[Saved data entries]
- - - -

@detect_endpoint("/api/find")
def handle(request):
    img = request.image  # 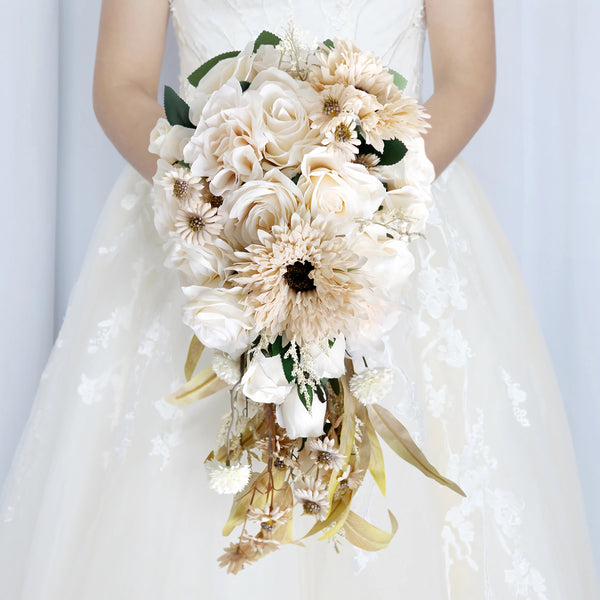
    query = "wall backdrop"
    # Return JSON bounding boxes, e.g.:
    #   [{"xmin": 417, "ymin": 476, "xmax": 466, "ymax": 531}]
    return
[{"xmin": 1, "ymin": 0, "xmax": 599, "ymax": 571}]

- - - -

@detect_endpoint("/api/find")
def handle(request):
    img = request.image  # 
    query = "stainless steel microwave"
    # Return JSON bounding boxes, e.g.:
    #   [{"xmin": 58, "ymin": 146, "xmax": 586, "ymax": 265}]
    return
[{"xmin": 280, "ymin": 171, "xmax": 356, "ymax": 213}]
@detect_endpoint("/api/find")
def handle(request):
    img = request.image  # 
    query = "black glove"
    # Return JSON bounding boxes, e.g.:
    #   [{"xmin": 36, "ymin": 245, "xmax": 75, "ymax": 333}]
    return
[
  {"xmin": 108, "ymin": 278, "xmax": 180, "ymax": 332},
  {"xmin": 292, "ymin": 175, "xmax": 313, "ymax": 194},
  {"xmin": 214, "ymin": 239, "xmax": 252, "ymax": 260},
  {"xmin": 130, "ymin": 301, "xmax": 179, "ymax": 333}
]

- - - -

Search the entries above for the string "query", and report each line where it occurs.

    query = "wall backdrop"
    query = "stainless steel microwave"
    query = "black glove"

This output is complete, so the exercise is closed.